TASK ::
Report every line of the material below that contains the string "grass", copying each line in full. Case counts when matching.

**********

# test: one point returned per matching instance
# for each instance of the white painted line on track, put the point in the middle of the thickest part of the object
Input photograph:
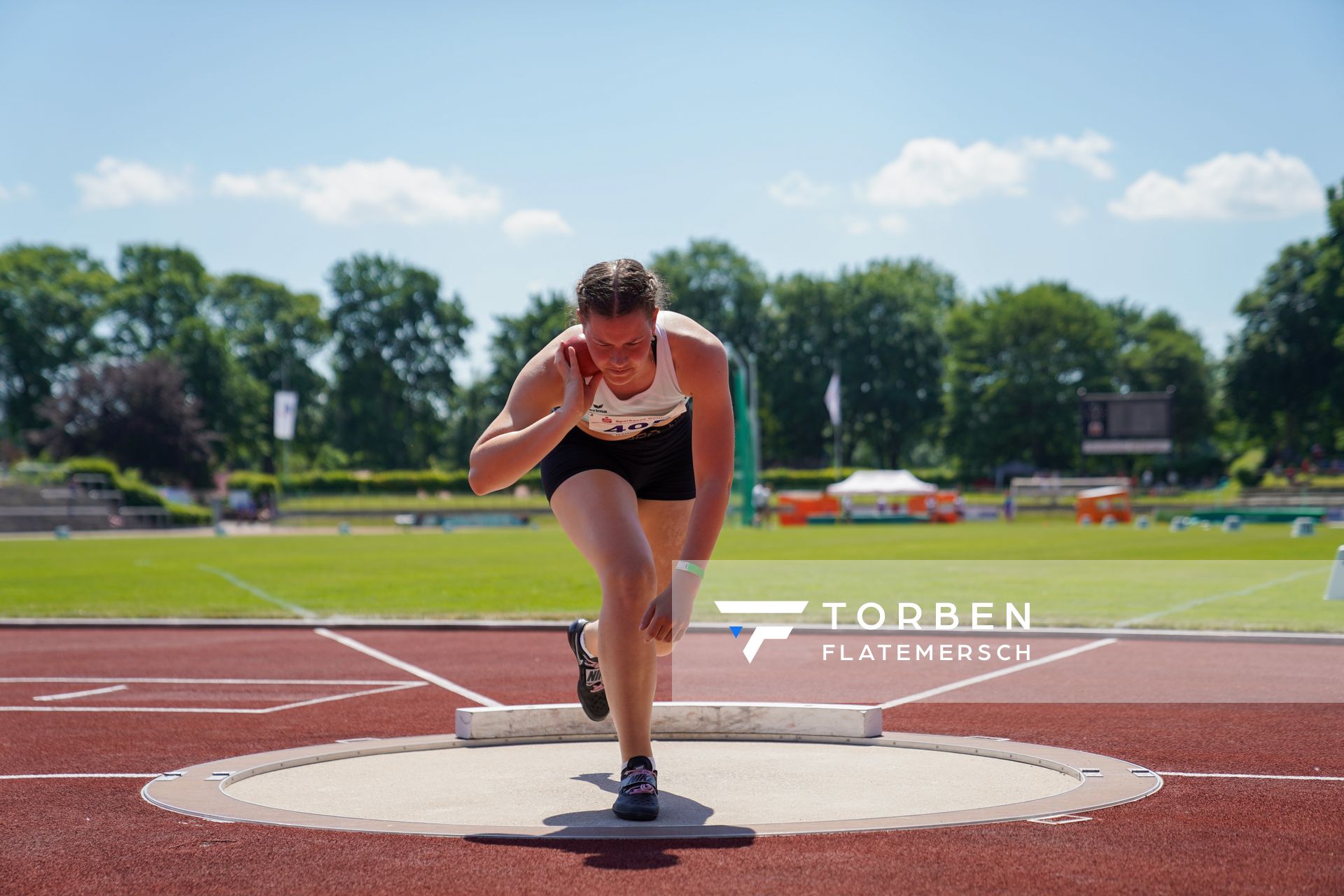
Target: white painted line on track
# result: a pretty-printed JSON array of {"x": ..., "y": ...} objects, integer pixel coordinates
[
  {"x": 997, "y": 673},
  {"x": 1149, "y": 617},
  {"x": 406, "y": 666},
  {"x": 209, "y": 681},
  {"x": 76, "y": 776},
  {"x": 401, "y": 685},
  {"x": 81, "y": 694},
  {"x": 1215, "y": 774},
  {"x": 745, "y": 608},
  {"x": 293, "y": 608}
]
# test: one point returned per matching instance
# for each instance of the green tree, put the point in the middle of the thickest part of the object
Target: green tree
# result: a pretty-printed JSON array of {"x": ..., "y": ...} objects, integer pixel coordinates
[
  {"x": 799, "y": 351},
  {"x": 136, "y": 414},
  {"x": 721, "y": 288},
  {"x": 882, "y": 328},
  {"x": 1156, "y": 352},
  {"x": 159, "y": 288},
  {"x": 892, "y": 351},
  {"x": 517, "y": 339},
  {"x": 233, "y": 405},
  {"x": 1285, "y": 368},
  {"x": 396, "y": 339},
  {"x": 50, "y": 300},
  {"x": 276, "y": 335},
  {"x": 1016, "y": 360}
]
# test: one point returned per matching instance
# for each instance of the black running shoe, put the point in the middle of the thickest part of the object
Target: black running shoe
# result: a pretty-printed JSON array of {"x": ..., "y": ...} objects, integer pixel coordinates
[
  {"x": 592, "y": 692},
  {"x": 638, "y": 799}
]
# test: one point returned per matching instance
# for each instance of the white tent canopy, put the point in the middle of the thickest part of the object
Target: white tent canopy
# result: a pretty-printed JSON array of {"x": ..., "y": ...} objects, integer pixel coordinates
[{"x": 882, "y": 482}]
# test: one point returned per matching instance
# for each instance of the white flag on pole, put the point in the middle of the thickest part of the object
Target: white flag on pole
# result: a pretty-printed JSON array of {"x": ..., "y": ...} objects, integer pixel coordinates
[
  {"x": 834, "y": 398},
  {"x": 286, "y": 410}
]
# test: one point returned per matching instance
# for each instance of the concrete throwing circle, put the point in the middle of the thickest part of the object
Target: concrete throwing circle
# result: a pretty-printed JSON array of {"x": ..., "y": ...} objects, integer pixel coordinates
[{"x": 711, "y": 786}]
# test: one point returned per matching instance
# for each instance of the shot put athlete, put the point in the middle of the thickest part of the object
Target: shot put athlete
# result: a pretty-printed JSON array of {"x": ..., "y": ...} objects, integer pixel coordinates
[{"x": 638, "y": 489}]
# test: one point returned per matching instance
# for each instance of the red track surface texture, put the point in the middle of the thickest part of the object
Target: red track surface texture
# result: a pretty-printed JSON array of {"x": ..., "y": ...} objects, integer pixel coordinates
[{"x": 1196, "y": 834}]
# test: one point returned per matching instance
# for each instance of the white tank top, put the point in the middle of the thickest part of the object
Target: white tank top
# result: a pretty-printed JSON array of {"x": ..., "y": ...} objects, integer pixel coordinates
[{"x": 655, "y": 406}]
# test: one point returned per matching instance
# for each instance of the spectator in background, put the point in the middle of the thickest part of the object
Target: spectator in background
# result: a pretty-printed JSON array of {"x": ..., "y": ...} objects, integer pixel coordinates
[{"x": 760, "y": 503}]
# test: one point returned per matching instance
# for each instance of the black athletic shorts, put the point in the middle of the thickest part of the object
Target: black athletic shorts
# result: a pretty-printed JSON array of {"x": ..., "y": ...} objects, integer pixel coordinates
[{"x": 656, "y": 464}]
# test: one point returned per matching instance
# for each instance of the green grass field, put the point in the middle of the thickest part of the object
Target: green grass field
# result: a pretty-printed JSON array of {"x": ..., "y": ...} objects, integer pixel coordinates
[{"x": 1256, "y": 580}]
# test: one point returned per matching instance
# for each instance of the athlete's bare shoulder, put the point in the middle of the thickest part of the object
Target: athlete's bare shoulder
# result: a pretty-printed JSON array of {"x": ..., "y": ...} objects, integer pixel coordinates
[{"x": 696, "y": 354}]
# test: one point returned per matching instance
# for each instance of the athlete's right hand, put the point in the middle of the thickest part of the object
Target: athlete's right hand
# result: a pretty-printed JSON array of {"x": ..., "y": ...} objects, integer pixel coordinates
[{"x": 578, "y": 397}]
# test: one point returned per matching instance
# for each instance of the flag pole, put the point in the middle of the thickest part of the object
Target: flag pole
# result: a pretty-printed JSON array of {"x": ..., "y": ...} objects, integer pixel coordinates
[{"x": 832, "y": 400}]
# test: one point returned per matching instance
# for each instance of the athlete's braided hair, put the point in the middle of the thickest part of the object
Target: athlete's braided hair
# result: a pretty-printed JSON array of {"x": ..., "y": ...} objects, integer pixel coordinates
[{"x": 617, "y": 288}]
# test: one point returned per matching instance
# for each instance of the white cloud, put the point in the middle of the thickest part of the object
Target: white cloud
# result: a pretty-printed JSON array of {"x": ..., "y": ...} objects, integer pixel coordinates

**********

PROBLEM SOLUTION ::
# for each instance of the green grass field, put the point in the middle of the thickest part of the object
Target: green grass field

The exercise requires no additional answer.